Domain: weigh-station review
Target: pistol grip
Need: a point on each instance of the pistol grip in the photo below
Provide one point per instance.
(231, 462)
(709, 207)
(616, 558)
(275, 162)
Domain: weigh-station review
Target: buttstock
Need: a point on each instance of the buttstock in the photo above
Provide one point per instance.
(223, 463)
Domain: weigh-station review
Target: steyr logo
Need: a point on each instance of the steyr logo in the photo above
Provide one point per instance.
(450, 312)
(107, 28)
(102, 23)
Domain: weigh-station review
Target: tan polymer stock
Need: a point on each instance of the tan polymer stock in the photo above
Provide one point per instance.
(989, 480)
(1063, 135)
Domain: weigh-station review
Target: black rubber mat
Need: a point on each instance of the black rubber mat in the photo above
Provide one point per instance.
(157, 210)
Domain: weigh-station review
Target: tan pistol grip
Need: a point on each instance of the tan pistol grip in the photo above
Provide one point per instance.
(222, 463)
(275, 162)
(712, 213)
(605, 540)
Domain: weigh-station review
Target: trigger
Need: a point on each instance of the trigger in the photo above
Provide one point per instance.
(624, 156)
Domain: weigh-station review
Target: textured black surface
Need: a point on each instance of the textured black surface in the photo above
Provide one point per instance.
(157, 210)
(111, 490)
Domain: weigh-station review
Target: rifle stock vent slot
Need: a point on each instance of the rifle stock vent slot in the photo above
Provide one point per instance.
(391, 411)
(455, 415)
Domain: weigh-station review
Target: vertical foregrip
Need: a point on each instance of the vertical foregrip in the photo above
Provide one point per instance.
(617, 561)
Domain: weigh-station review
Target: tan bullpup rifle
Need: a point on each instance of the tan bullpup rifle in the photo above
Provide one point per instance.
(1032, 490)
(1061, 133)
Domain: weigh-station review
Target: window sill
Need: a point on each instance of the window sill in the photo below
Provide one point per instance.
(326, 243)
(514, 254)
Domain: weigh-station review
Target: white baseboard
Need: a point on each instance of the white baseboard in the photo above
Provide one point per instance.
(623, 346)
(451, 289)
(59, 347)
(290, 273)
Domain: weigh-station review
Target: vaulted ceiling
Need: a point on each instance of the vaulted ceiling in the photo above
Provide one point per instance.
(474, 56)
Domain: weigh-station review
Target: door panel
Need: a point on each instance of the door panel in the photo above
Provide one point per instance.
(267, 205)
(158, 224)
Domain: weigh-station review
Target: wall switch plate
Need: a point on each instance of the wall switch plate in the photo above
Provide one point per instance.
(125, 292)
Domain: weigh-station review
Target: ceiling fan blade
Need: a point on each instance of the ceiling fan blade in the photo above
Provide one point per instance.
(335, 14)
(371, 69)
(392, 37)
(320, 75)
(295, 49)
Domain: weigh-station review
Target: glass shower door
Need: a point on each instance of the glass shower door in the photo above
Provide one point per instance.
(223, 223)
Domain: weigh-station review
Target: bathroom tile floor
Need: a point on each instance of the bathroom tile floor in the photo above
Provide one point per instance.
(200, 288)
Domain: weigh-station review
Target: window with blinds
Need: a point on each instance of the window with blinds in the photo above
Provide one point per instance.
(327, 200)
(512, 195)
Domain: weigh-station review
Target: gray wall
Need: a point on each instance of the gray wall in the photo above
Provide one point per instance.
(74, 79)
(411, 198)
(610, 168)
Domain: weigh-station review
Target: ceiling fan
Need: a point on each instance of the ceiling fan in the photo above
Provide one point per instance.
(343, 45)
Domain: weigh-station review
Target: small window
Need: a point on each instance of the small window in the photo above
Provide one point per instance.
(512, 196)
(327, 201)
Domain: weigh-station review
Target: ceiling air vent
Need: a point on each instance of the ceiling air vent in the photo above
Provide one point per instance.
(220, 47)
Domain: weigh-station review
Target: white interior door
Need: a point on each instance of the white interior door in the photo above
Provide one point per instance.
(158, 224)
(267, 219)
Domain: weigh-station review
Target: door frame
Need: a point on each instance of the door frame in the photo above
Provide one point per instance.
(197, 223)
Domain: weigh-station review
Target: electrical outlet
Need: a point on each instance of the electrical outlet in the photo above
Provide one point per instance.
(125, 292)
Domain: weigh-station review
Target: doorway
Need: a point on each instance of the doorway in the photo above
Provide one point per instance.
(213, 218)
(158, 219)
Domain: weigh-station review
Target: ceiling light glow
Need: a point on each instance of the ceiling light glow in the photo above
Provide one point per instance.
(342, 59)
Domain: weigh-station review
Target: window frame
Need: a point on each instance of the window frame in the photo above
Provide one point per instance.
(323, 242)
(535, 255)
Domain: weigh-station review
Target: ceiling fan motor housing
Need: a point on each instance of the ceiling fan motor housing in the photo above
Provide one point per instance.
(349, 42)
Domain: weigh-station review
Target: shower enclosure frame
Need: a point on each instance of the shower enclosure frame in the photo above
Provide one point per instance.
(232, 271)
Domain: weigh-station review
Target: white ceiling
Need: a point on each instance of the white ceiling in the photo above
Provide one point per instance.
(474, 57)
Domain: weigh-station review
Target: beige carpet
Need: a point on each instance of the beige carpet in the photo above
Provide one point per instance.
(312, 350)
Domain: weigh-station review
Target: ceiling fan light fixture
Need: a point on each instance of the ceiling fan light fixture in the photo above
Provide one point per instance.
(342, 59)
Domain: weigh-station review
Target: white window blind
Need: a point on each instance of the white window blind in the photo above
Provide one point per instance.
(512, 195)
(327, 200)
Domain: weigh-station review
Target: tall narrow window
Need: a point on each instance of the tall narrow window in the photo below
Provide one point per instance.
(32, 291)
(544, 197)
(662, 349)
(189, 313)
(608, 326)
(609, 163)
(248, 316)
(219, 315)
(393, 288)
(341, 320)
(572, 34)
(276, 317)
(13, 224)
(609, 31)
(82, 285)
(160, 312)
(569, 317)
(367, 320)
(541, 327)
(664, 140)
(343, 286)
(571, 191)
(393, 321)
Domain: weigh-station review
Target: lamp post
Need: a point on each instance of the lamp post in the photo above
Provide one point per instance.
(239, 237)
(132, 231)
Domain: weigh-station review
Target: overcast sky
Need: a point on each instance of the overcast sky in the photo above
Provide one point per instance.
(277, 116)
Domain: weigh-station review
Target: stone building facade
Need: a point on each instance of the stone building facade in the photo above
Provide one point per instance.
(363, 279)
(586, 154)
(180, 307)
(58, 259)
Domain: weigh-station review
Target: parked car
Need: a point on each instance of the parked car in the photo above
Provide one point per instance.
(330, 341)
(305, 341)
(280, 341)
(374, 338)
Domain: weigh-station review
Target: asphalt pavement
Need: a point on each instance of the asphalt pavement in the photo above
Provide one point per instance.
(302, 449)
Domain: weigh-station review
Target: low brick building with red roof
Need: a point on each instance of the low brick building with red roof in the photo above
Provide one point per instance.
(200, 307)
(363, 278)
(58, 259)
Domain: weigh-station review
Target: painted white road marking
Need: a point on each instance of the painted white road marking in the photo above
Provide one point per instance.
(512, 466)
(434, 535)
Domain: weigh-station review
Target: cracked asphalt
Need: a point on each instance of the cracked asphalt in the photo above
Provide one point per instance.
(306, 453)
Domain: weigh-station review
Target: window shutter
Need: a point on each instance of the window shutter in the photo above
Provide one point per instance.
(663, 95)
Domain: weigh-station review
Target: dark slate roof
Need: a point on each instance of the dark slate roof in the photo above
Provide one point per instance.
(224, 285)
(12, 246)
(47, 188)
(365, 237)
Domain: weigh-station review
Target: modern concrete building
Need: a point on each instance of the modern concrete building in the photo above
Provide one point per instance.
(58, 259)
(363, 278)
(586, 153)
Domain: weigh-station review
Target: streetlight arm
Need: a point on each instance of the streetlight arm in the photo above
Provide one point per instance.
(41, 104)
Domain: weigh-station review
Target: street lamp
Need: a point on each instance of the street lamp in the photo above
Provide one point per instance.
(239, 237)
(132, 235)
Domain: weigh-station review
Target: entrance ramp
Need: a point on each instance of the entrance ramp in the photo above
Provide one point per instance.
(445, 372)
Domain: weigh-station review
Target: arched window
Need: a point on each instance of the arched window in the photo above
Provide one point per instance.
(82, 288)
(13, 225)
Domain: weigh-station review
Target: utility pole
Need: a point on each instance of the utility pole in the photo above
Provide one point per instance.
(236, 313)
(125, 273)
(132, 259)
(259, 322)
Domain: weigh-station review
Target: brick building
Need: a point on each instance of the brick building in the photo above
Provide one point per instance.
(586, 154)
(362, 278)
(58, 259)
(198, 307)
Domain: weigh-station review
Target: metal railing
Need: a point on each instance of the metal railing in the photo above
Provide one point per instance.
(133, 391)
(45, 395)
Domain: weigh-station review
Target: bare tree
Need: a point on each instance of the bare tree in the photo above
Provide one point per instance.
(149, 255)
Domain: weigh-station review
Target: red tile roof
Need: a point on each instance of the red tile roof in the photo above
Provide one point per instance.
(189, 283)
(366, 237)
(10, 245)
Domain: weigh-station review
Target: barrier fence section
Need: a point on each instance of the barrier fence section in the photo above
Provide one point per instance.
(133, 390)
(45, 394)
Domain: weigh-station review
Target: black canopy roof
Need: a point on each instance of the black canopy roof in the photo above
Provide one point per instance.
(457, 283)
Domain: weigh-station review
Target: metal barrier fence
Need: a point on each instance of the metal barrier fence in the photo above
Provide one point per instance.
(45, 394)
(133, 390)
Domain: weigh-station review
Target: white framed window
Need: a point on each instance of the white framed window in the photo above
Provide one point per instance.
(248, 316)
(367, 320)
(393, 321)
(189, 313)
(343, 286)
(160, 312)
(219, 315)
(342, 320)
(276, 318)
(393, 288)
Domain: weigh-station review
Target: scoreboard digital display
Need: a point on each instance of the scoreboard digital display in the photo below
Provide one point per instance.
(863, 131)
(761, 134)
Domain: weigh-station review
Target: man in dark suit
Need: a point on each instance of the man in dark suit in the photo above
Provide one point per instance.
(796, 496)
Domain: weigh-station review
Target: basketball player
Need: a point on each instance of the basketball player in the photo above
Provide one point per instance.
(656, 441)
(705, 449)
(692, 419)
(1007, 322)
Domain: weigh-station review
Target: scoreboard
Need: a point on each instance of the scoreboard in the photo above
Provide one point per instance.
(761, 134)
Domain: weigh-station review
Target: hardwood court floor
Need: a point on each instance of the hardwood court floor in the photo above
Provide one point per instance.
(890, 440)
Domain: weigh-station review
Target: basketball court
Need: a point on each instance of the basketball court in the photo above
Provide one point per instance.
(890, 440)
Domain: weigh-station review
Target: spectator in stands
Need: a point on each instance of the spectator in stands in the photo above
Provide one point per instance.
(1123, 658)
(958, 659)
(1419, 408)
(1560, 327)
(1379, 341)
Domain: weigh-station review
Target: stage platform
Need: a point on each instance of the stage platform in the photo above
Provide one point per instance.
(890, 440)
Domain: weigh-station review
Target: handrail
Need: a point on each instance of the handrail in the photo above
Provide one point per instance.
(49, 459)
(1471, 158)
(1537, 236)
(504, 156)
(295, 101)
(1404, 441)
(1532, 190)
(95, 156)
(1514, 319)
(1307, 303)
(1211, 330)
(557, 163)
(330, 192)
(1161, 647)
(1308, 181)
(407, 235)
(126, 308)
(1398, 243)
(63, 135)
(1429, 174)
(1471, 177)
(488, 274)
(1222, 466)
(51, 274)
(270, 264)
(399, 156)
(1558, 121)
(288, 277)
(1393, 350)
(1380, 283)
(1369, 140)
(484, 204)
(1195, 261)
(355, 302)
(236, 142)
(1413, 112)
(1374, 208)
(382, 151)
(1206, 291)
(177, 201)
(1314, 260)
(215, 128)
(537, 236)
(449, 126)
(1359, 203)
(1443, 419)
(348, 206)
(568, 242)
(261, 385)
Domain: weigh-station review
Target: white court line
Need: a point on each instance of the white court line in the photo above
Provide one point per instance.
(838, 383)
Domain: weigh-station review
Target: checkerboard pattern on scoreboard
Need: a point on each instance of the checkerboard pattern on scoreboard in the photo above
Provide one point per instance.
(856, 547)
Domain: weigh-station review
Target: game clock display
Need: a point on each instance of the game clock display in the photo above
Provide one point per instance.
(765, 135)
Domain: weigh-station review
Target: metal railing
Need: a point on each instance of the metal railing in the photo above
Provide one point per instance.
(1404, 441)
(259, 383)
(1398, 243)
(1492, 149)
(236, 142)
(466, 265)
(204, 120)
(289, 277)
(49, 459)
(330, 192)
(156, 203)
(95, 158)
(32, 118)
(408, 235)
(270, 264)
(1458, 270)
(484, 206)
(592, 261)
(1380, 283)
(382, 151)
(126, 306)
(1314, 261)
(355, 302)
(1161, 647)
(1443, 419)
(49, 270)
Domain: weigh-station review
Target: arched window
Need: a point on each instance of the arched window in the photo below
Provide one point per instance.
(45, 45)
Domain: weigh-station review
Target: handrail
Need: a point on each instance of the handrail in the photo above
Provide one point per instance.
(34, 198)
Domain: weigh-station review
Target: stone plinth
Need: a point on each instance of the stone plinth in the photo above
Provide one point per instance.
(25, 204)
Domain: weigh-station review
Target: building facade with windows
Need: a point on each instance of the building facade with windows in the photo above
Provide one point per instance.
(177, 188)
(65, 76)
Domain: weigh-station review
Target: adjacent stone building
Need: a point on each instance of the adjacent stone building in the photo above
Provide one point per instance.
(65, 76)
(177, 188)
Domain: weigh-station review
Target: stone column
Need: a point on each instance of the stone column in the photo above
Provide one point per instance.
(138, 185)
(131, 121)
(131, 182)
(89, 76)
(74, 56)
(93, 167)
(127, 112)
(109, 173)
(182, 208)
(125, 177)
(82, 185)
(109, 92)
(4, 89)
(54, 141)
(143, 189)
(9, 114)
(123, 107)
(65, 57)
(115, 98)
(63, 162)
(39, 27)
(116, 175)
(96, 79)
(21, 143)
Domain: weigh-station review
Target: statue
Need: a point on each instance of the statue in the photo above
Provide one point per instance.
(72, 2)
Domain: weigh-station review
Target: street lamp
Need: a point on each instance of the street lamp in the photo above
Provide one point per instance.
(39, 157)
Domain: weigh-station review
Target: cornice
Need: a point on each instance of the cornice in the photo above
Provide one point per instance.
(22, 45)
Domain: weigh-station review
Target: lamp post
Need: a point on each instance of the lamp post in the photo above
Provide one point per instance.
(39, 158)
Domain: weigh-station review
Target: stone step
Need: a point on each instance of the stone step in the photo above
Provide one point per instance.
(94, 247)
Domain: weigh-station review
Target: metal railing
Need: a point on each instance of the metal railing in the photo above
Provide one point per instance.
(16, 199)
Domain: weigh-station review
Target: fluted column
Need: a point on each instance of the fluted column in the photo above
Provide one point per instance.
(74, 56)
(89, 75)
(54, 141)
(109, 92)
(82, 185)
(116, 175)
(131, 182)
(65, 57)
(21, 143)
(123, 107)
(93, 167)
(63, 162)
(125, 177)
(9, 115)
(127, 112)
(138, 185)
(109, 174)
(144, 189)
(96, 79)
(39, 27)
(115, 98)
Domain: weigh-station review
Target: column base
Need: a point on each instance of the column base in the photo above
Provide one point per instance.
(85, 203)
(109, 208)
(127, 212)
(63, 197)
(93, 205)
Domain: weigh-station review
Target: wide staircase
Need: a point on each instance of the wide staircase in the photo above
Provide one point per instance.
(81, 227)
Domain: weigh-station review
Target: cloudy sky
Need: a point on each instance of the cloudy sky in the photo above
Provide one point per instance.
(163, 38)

= = = = =

Tally the lines above that contain the string "streetlight" and give only that number.

2